** Opening Supplied material block **

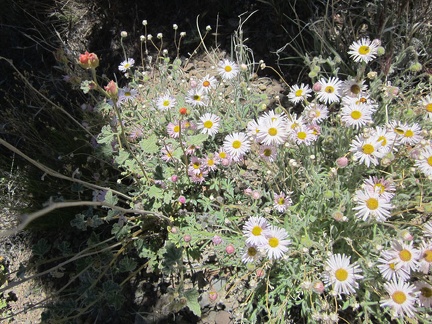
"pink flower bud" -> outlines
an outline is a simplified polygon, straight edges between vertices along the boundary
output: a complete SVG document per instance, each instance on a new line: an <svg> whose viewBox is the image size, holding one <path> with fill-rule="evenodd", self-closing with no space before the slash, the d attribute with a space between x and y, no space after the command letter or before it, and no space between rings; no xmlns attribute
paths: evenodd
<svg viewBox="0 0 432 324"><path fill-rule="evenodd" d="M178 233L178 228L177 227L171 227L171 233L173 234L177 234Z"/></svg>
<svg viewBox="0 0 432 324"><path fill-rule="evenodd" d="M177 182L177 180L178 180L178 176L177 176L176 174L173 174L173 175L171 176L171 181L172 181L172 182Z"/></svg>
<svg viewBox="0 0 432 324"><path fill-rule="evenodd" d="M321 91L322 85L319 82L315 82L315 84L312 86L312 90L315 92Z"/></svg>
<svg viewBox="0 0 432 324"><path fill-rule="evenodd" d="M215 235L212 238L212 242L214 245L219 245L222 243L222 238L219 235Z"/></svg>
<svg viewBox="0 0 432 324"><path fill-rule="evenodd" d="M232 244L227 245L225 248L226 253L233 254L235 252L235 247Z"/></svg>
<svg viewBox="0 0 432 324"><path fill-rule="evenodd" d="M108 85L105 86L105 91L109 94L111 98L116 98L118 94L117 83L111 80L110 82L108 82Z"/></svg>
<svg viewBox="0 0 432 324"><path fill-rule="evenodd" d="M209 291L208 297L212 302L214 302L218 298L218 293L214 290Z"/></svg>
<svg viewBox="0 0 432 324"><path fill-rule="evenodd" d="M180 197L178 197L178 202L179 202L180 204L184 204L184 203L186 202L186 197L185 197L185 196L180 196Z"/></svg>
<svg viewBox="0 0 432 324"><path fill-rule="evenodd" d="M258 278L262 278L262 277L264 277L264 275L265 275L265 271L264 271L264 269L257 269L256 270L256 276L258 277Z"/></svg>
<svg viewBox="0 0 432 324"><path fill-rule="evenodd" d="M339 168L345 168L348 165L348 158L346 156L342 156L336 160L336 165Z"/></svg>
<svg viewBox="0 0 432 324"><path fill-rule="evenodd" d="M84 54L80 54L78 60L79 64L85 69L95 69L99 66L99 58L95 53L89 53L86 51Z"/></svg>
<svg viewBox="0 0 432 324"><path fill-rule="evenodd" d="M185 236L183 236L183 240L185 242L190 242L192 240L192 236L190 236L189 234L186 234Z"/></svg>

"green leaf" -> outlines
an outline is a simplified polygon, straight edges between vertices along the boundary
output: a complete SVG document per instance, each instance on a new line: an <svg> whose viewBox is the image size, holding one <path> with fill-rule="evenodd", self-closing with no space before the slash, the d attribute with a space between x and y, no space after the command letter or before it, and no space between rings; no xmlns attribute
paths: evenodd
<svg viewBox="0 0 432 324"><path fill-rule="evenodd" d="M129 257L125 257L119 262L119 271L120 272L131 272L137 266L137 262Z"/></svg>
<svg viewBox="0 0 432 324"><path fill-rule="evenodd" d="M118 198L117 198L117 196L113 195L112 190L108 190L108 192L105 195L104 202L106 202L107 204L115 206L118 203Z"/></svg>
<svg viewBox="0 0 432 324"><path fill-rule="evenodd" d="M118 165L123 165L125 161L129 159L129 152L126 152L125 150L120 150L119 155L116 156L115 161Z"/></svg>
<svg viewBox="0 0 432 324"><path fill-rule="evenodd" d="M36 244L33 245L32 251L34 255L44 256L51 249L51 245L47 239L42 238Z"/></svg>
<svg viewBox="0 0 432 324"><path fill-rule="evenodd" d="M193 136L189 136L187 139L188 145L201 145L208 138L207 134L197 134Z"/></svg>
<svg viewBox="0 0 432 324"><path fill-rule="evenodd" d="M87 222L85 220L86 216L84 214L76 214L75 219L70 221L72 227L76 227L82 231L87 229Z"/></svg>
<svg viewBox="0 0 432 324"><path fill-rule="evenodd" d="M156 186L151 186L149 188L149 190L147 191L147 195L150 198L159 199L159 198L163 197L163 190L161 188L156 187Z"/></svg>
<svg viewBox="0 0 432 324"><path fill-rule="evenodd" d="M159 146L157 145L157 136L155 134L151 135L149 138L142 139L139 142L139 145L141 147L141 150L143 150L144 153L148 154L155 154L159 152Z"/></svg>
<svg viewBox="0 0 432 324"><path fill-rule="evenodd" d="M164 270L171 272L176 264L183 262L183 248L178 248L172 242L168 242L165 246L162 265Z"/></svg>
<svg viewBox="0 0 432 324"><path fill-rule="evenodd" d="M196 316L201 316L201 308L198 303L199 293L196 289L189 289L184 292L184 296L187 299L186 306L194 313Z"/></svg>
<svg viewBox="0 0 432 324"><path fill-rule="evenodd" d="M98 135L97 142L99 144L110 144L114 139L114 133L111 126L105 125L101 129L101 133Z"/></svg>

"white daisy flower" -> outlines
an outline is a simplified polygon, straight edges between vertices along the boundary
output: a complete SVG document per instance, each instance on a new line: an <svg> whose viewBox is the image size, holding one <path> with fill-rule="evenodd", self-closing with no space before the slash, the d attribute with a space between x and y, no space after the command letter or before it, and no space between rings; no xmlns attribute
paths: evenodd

** Closing Supplied material block **

Omit the pictures. Repeat the rest of the data exactly.

"pink flower bud" -> outlines
an outline is a simplified polygon, straight edges between vertices along the boundary
output: a complete SVG document per instance, each instance on a new line: an <svg> whose viewBox is the image size, holding one <path> with fill-rule="evenodd", self-closing with no space before the slash, the d attribute with a space between x and y, no space after the command letter or before it, and no space between rings; no xmlns attribute
paths: evenodd
<svg viewBox="0 0 432 324"><path fill-rule="evenodd" d="M178 233L178 228L177 227L171 227L171 233L173 234L177 234Z"/></svg>
<svg viewBox="0 0 432 324"><path fill-rule="evenodd" d="M177 182L177 180L178 180L178 176L177 176L176 174L173 174L173 175L171 176L171 181L172 181L172 182Z"/></svg>
<svg viewBox="0 0 432 324"><path fill-rule="evenodd" d="M321 91L322 85L319 82L315 82L315 84L312 86L312 90L315 92Z"/></svg>
<svg viewBox="0 0 432 324"><path fill-rule="evenodd" d="M215 235L212 238L212 242L214 245L219 245L222 243L222 238L219 235Z"/></svg>
<svg viewBox="0 0 432 324"><path fill-rule="evenodd" d="M232 244L227 245L225 248L226 253L233 254L235 252L235 247Z"/></svg>
<svg viewBox="0 0 432 324"><path fill-rule="evenodd" d="M108 85L105 86L105 91L109 94L111 98L116 98L118 94L117 83L111 80L110 82L108 82Z"/></svg>
<svg viewBox="0 0 432 324"><path fill-rule="evenodd" d="M209 291L208 297L212 302L214 302L218 298L218 293L214 290Z"/></svg>
<svg viewBox="0 0 432 324"><path fill-rule="evenodd" d="M180 197L178 197L178 202L179 202L180 204L184 204L184 203L186 202L186 197L185 197L185 196L180 196Z"/></svg>
<svg viewBox="0 0 432 324"><path fill-rule="evenodd" d="M258 278L262 278L262 277L264 277L264 275L265 275L265 271L264 271L264 269L257 269L256 270L256 276L258 277Z"/></svg>
<svg viewBox="0 0 432 324"><path fill-rule="evenodd" d="M339 168L345 168L348 165L348 158L346 156L342 156L336 160L336 165Z"/></svg>
<svg viewBox="0 0 432 324"><path fill-rule="evenodd" d="M84 54L80 54L78 60L79 64L85 69L95 69L99 66L99 58L95 53L89 53L86 51Z"/></svg>
<svg viewBox="0 0 432 324"><path fill-rule="evenodd" d="M185 236L183 236L183 240L185 242L190 242L192 240L192 236L190 236L189 234L186 234Z"/></svg>

"green leaf" -> outlines
an outline is a simplified polygon, straight edges between vertices along the boundary
output: a complete SVG document per instance, each instance on a new line: an <svg> whose viewBox is the image size, holding one <path> with fill-rule="evenodd", self-closing with no space before the slash, the d attribute with a space between x and y, no space after the command letter or before it, and no space between rings; no xmlns attribute
paths: evenodd
<svg viewBox="0 0 432 324"><path fill-rule="evenodd" d="M129 257L125 257L119 262L119 271L120 272L131 272L137 266L137 262Z"/></svg>
<svg viewBox="0 0 432 324"><path fill-rule="evenodd" d="M118 198L117 198L117 196L113 195L112 190L108 190L108 192L105 195L104 202L106 202L107 204L115 206L118 203Z"/></svg>
<svg viewBox="0 0 432 324"><path fill-rule="evenodd" d="M118 165L123 165L125 161L129 159L129 152L126 152L125 150L120 150L119 155L116 156L115 161Z"/></svg>
<svg viewBox="0 0 432 324"><path fill-rule="evenodd" d="M36 244L33 245L32 251L34 255L44 256L51 249L51 245L47 239L42 238Z"/></svg>
<svg viewBox="0 0 432 324"><path fill-rule="evenodd" d="M193 136L189 136L187 139L188 145L201 145L208 138L207 134L197 134Z"/></svg>
<svg viewBox="0 0 432 324"><path fill-rule="evenodd" d="M87 222L85 220L86 216L84 214L76 214L75 219L70 221L72 227L76 227L82 231L87 229Z"/></svg>
<svg viewBox="0 0 432 324"><path fill-rule="evenodd" d="M156 186L151 186L149 188L149 190L147 191L147 195L150 198L159 199L159 198L163 197L163 190L161 188L156 187Z"/></svg>
<svg viewBox="0 0 432 324"><path fill-rule="evenodd" d="M159 146L157 145L157 136L155 134L151 135L149 138L142 139L139 142L139 145L141 147L141 150L143 150L144 153L148 154L155 154L159 152Z"/></svg>
<svg viewBox="0 0 432 324"><path fill-rule="evenodd" d="M164 270L171 272L176 264L183 262L183 248L178 248L172 242L168 242L165 246L162 265Z"/></svg>
<svg viewBox="0 0 432 324"><path fill-rule="evenodd" d="M196 316L201 316L201 308L198 303L199 293L196 289L189 289L184 292L184 296L187 299L186 306L194 313Z"/></svg>
<svg viewBox="0 0 432 324"><path fill-rule="evenodd" d="M98 135L97 142L99 144L110 144L114 139L114 133L111 126L105 125L101 129L101 133Z"/></svg>

"white daisy flower" -> outlines
an outline is a simplified polygon, straight edges between vertices along the boundary
output: a complete SVG document per instance, each instance on a new line: an <svg> whose viewBox is the image size, holding one <path> with fill-rule="evenodd", self-closing with no space before the slash, the d attribute with a space between x and y, no space after the command letter or before it, and no space between rings; no xmlns attribute
paths: evenodd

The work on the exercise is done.